=== SOURCE DOCUMENT ===
— begin —

Friday, 15th May
No booking needed for library events. No physical tickets will be issued for theatre events; your name will be checked off a list at the door. Bookstall sales will be by card only (we cannot accept cash).
Access to all festival events:
Prebooked Poetry Introductions
2.30pm, Cork City Library | Free
The Prebooked Poetry Introductions involves six individuals who have yet to publish a short chapbook or full-length collection of poems.
Each poet, chosen through open submission, will read in a ten-minute reading slot, in many cases availing of their first opportunity to give a reading in a professional setting.
Submissions are open at southword.subittable.com from 1st – 24th March. The line-up of chosen poets will be announced here in April.
Anna Gruver (Ukraine) & Xaime Martínez (Spain)
4.00pm, Cork City Library | Free
Anna Gruver (born in 1996) – Ukrainian writer, poetess, translator. Member of PEN Ukraine. Author of the poetry book За вашим запитом нічого не знайдено (Nothing was found for your request), 2019, the novels Її порожні місця (Her Empty Places), 2022, and Нерухомість (Stillness), 2025. Her poems have been translated into many languages. From English she translated the book by Katie Ferris /boysgirls/, 2021 and in collaboration with Vasyl Makhno Bohdan Zadura’s book Прості Істини (Simple Truths), 2024. Gruver translates essays and contemporary poetry from Ukrainian into Polish and vice versa. Winner of the Krakow UNESCO City of Literature Award (2025). Editor of the memorial book dedicated to Ihor Kozlovsky (2025).
Visit the poet's Versopolis page.

— end —

=== TO BE DONE ===
1. Pull out the stretch of the festival listing from "Friday, 15th May" through "Xaime Martínez (Spain)".
2. Summarize the festival listing in two sentences.

(Pointing and labeling records)
— begin —

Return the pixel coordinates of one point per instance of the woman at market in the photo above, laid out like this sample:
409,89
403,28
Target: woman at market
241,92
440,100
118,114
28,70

— end —

=== TASK ANSWERS ===
1.
Friday, 15th May
No booking needed for library events. No physical tickets will be issued for theatre events; your name will be checked off a list at the door. Bookstall sales will be by card only (we cannot accept cash).
Access to all festival events:
Prebooked Poetry Introductions
2.30pm, Cork City Library | Free
The Prebooked Poetry Introductions involves six individuals who have yet to publish a short chapbook or full-length collection of poems.
Each poet, chosen through open submission, will read in a ten-minute reading slot, in many cases availing of their first opportunity to give a reading in a professional setting.
Submissions are open at southword.subittable.com from 1st – 24th March. The line-up of chosen poets will be announced here in April.
Anna Gruver (Ukraine) & Xaime Martínez (Spain)

2. On Friday, 15th May, two free events take place at Cork City Library: the 2.30pm Prebooked Poetry Introductions, where six poets chosen through open submission who have yet to publish a chapbook or full-length collection each read for ten minutes, and a 4.00pm reading by Anna Gruver and Xaime Martínez. Gruver is a Ukrainian writer, poet and translator, a member of PEN Ukraine, the author of a poetry book and two novels, and the 2025 winner of the Krakow UNESCO City of Literature Award.